- [GIVEN PASSAGE]:
Vancouver: St. Monica, a B.C./Ontario coproduction, is one of the first features to benefit from the booty falling from the Canadian Feature Film Fund’s performance envelope.
The producers attached to the drama previously engineered the box-office successes The New Waterford Girl, Jennifer Kawaja and Julia Sereny of Sienna Films, and Better than Chocolate, Sharon McGowan and Peggy Thompson of Mortimer & Ogilvy Films, who have $709,000 and $409,000, respectively, due from the $100-million kitty. The producers got money from both the performance and selective envelopes.
Set in Toronto (where much of the action was filmed), the feature tells the story of a young girl who lives with her mother and uncle in a basement apartment and dreams of being an angel in the church processional. When she doesn’t get her wish, she steals a pair of angel wings, looses them, and then has to retrieve them from a homeless woman who believes they are a gift from God.
The producers describe the feature as a serious drama with a child lead, following the standards set by acclaimed features such as Central Station and Ponette.

- [EXTRACTED DATA]:
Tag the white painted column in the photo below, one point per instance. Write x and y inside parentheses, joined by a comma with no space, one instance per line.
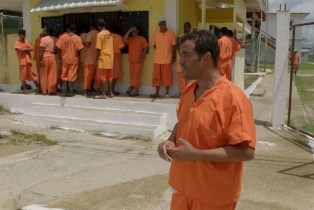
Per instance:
(27,19)
(171,17)
(281,70)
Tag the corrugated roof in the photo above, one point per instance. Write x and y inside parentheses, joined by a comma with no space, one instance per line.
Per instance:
(53,5)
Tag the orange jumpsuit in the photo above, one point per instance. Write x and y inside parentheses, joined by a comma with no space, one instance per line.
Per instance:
(36,54)
(90,59)
(136,46)
(163,42)
(222,116)
(105,62)
(48,72)
(118,44)
(69,44)
(181,81)
(224,60)
(25,61)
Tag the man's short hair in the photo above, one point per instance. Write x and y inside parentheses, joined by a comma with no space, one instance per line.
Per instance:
(204,41)
(21,32)
(224,31)
(101,23)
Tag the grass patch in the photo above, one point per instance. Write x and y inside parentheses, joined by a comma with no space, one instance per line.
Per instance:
(4,110)
(18,136)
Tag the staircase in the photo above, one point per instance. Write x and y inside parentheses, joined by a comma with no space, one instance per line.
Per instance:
(123,116)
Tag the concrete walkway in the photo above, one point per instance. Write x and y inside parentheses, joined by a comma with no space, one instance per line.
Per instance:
(280,177)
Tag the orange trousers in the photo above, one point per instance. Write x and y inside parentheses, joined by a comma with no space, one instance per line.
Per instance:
(136,75)
(48,75)
(69,72)
(181,81)
(88,75)
(27,73)
(180,202)
(162,74)
(117,66)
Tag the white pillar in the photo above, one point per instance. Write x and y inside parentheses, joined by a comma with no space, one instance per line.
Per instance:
(27,19)
(281,70)
(203,14)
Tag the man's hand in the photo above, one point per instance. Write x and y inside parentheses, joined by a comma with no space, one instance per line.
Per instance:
(185,151)
(162,149)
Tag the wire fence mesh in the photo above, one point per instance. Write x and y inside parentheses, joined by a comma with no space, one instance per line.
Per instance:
(301,101)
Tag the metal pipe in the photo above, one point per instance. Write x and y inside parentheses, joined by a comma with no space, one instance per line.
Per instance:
(291,75)
(203,13)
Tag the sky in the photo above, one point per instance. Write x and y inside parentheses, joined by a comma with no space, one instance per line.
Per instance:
(294,6)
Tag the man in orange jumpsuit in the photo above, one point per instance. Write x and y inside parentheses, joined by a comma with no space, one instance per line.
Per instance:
(23,48)
(69,44)
(90,59)
(118,45)
(48,70)
(214,134)
(236,46)
(36,53)
(164,42)
(224,60)
(181,81)
(104,58)
(138,47)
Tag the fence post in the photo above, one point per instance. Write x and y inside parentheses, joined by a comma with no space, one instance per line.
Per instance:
(291,74)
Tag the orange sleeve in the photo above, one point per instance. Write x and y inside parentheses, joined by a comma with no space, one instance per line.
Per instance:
(99,41)
(241,127)
(174,39)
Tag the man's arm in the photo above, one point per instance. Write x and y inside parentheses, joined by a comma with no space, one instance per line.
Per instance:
(165,145)
(230,153)
(41,54)
(174,50)
(142,56)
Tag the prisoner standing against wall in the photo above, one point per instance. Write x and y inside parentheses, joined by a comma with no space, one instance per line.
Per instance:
(181,81)
(69,44)
(48,70)
(118,46)
(23,48)
(164,42)
(138,47)
(214,134)
(89,68)
(104,57)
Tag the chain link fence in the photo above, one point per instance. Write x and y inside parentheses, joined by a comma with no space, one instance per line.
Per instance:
(301,95)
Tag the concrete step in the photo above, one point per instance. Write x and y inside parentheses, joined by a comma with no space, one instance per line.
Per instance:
(139,117)
(147,131)
(95,114)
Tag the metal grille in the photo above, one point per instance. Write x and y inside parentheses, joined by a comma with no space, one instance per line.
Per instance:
(10,24)
(301,100)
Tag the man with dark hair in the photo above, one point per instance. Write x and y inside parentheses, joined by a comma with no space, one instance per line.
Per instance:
(214,134)
(23,48)
(138,47)
(225,44)
(70,44)
(48,70)
(164,42)
(181,81)
(104,59)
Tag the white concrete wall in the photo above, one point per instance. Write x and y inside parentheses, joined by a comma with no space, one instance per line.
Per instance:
(281,74)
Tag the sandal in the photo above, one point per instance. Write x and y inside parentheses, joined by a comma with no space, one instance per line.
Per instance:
(100,97)
(154,95)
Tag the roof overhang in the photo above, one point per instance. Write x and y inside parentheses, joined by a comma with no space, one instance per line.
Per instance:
(77,6)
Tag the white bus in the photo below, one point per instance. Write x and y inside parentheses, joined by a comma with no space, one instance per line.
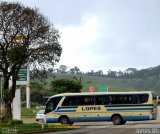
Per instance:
(117,107)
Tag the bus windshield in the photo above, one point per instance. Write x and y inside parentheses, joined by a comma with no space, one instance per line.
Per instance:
(52,104)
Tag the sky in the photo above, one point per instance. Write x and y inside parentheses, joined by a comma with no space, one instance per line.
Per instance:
(105,34)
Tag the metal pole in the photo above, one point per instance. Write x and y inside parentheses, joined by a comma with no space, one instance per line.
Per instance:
(1,95)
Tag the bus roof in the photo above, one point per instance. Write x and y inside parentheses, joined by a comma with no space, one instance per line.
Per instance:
(100,93)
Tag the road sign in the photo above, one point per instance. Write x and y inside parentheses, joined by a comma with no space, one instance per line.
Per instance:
(103,89)
(23,76)
(91,89)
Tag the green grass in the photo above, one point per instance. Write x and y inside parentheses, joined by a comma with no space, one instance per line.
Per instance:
(32,128)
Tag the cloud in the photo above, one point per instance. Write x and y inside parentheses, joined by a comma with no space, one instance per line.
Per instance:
(76,41)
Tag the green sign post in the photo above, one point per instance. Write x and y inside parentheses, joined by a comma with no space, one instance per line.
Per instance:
(22,74)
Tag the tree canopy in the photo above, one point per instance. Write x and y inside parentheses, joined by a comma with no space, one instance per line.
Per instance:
(26,36)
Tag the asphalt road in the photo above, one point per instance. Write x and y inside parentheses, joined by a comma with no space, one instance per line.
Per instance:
(131,127)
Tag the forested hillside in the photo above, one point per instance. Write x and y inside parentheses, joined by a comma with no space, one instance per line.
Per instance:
(129,80)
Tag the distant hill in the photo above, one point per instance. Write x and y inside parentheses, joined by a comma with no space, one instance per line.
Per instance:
(117,84)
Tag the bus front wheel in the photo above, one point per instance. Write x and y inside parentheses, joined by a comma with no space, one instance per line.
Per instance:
(117,120)
(64,120)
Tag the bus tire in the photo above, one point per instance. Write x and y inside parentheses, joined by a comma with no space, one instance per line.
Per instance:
(64,120)
(117,120)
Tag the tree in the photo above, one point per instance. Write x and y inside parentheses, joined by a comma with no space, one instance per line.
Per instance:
(63,68)
(26,36)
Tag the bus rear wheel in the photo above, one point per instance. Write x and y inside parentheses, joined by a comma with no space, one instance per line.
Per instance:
(117,120)
(64,120)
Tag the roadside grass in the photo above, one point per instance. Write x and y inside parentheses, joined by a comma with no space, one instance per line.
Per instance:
(32,128)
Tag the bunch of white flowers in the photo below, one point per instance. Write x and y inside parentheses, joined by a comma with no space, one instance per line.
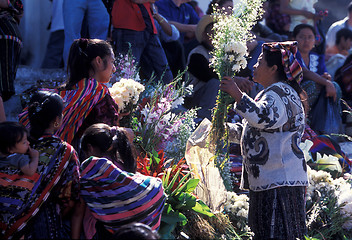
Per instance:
(237,206)
(319,181)
(231,33)
(126,92)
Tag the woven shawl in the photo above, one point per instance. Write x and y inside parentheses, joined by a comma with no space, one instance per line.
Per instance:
(116,197)
(21,196)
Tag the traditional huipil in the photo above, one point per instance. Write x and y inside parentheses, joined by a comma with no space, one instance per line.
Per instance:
(116,197)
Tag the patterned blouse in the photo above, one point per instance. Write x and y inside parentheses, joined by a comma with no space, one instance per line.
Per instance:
(269,136)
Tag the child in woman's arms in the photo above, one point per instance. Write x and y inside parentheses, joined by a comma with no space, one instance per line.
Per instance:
(15,150)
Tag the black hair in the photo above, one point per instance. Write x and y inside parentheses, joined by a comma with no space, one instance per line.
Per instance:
(112,143)
(136,231)
(212,5)
(82,53)
(43,108)
(346,33)
(275,58)
(302,26)
(10,134)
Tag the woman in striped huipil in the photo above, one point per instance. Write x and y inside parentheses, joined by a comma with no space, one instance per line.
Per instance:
(10,45)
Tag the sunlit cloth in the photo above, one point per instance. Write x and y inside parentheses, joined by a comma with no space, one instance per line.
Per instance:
(78,104)
(116,197)
(21,197)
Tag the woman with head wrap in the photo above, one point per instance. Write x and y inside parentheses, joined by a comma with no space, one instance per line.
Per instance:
(274,167)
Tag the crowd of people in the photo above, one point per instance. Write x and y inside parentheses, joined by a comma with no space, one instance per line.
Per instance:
(68,170)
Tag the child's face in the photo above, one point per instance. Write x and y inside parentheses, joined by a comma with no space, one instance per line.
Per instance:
(22,146)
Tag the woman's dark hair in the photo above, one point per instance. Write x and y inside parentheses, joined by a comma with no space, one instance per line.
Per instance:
(112,142)
(212,5)
(43,108)
(10,134)
(274,58)
(136,231)
(302,26)
(82,53)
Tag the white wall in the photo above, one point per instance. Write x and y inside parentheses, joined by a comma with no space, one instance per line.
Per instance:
(203,4)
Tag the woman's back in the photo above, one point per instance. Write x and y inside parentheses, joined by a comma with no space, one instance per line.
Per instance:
(56,181)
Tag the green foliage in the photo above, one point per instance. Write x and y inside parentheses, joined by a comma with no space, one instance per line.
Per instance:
(179,200)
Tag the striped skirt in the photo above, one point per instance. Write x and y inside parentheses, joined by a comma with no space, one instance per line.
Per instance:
(278,213)
(10,49)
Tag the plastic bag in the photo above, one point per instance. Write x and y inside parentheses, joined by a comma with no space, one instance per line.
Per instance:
(325,117)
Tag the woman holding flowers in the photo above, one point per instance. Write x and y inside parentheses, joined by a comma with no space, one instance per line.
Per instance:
(87,100)
(274,167)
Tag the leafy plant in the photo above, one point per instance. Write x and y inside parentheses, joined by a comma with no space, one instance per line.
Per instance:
(179,200)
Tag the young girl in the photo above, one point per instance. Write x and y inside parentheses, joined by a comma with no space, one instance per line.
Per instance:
(15,150)
(114,194)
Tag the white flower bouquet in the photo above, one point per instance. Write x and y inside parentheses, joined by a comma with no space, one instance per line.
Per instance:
(158,124)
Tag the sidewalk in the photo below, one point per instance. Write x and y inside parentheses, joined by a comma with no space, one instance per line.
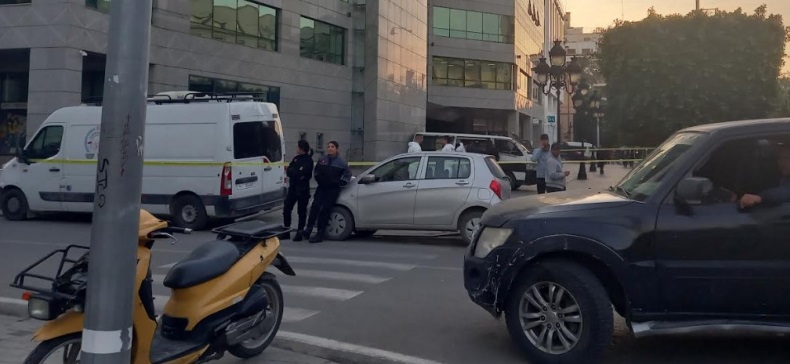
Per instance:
(16,344)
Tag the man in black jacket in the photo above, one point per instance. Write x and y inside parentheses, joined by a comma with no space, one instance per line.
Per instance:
(299,172)
(331,173)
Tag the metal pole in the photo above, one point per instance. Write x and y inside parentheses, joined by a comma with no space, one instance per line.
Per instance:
(107,335)
(598,132)
(559,127)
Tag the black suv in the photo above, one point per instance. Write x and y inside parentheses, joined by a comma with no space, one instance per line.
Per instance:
(672,247)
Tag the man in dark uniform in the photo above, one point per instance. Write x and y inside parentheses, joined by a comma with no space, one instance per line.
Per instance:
(299,173)
(331,173)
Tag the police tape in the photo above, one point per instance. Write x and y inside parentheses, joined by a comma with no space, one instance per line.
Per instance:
(285,164)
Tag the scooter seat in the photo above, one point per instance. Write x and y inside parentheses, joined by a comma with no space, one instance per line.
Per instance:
(205,263)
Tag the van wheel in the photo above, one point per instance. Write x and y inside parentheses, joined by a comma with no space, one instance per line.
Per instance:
(340,225)
(514,183)
(14,205)
(559,312)
(189,212)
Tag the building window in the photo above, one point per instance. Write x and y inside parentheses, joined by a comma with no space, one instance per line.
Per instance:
(219,86)
(322,41)
(101,5)
(472,73)
(473,25)
(236,21)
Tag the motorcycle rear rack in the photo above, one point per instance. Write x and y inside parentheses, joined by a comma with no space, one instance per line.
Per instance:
(251,230)
(20,279)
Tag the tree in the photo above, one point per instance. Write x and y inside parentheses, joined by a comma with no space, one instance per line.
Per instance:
(664,73)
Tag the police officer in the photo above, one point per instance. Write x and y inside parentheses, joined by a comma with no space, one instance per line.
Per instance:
(299,173)
(331,173)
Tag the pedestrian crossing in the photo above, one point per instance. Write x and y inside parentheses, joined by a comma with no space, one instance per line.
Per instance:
(326,275)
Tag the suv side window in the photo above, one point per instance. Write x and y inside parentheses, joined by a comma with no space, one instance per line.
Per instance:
(46,144)
(402,169)
(448,168)
(508,147)
(741,166)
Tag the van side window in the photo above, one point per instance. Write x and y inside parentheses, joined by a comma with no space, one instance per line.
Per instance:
(46,143)
(256,139)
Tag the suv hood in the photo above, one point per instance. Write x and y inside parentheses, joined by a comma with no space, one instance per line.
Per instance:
(528,206)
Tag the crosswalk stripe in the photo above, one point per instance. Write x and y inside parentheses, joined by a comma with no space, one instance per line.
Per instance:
(354,263)
(290,314)
(321,292)
(337,276)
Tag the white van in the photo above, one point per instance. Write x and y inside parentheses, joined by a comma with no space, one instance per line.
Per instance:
(511,153)
(206,156)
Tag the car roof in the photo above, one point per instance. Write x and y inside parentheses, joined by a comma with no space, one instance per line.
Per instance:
(740,125)
(465,135)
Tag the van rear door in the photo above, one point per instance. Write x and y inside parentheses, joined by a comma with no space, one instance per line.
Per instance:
(248,161)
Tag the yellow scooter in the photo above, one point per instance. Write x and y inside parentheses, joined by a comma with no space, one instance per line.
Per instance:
(222,299)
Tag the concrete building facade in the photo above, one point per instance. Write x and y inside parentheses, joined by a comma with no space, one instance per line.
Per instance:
(363,73)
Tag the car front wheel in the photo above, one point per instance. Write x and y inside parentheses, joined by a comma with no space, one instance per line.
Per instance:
(559,312)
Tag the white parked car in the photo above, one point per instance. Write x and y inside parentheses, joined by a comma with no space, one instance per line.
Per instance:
(434,191)
(204,157)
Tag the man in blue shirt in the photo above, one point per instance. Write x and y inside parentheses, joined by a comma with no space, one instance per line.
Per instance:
(540,155)
(777,195)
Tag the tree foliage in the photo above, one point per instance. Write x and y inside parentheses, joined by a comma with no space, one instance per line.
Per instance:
(664,73)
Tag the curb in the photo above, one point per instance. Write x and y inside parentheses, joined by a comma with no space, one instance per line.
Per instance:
(318,347)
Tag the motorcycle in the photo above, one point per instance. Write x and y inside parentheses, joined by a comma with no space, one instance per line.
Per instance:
(222,299)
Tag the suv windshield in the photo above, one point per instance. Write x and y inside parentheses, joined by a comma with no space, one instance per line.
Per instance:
(647,177)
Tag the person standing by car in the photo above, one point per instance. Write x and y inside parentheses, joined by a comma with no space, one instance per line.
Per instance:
(332,173)
(555,176)
(415,146)
(299,172)
(540,157)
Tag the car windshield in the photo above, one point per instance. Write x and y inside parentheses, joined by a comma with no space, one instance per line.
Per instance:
(643,181)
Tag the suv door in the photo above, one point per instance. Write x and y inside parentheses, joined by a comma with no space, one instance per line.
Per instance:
(713,258)
(389,200)
(444,189)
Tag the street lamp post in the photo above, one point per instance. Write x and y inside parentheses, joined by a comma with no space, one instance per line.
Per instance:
(558,75)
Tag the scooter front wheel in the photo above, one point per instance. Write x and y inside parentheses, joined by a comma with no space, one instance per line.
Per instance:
(270,325)
(60,350)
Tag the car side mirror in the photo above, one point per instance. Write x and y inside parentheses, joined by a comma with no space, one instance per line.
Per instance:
(367,179)
(692,190)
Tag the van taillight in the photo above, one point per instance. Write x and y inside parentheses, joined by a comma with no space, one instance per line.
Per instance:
(496,186)
(226,181)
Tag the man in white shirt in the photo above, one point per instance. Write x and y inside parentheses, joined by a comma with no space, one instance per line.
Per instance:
(448,145)
(415,147)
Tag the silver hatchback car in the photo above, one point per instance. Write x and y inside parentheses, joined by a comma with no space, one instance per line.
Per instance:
(435,191)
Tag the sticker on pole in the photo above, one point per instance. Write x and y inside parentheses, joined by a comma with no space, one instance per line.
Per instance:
(92,143)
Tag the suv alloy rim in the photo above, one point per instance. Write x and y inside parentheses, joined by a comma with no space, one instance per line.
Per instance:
(550,317)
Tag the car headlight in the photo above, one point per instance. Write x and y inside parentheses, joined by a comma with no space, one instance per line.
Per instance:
(491,238)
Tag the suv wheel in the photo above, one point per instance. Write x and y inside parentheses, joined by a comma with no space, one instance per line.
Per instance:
(340,225)
(559,312)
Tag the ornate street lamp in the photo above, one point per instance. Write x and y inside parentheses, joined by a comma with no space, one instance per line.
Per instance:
(557,76)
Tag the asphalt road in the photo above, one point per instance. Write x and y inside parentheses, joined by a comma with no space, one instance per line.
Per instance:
(398,293)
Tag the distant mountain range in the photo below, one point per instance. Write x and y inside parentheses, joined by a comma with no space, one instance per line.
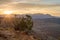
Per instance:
(34,16)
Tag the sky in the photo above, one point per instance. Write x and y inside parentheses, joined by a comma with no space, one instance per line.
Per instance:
(51,7)
(32,1)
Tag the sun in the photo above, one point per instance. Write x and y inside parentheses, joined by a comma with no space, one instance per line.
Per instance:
(8,12)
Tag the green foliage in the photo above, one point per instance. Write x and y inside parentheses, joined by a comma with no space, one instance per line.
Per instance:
(23,23)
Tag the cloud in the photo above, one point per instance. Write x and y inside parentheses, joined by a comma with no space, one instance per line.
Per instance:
(32,1)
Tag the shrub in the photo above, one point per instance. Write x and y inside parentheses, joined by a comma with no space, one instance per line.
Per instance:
(24,23)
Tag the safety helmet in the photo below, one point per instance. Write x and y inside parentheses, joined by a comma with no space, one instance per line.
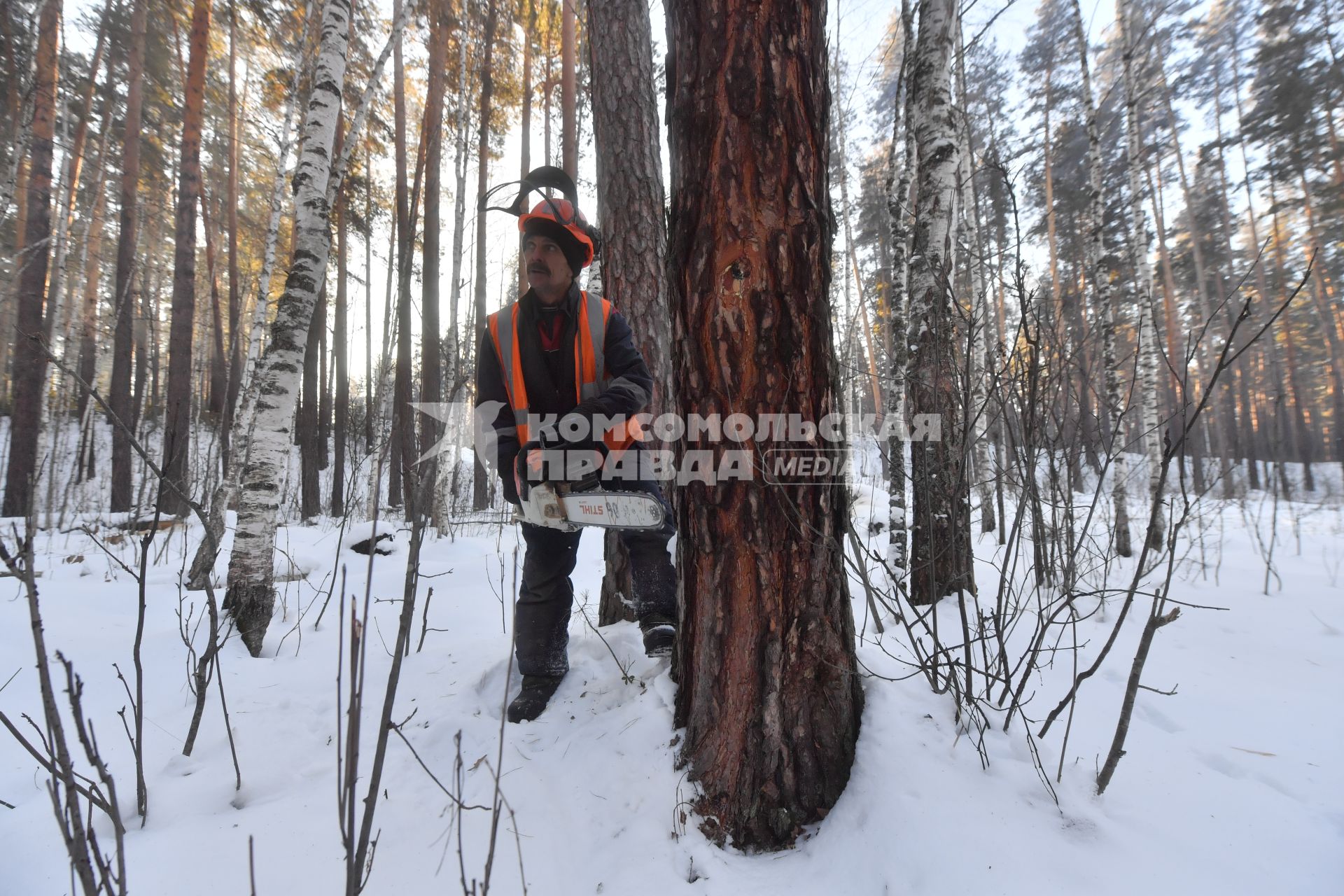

- [WHAT IS ASKED]:
- 1) Answer these questions from the St. Monica article:
(a) How large is the kitty that the producers' funding is due from?
(b) Where does the young girl in the story live, and with whom?
(c) Which two acclaimed features set the standards the producers say the drama follows?
- 2) Does each statement agree with the St. Monica article? Answer yes or no, and quote the words from the article that decide it.
(a) The feature was filmed entirely in Vancouver.
(b) The producers received money only from the performance envelope.
(c) The homeless woman believes the angel wings are a gift from God.
- 3) Continue the St. Monica article from its final sentence.

- [PER-TASK OUTPUTS]:
- 1)
(a) $100 million.
(b) In a basement apartment, with her mother and uncle.
(c) Central Station and Ponette.

- 2)
(a) No: "Set in Toronto (where much of the action was filmed)"
(b) No: "The producers got money from both the performance and selective envelopes."
(c) Yes: "a homeless woman who believes they are a gift from God"

- 3)
The production shot one week in Vancouver by mid-October and will do its post-production here. Lenka Svab of Silver Screen Digital is set to edit.
St. Monica is the second feature for writer/director Terrance Odette (Heater). Nine-year-old Vancouver actor Genevieve Buechner plays Monica. Brigitte Bako, Clare Coulter and Maurizio Terrazzino costar.
Seville Pictures will distribute on the big screen next fall. Citytv, Movie Central and The Movie Network are also aboard.
Hi holiday
Various Positions, the first feature funded from B.C. Film’s new ‘low-budget’ envelope, wraps almost three weeks of production Nov. 10. Written and directed by Ori Kowarsky (short film Riding the Bus) and executive produced by Karen Powell (Studio B Productions), the feature is a romantic drama about a Jewish university student who fails his exams for law school, falls in love with a Gentile and brings her home to meet his conservative family during Passover.
Tygh Runyen and Carly Pope star in the feature that has Movie Central and The Movie Network on board. No distributor is yet attached to the feature, made for less than $750,000 and shot on location in Vancouver.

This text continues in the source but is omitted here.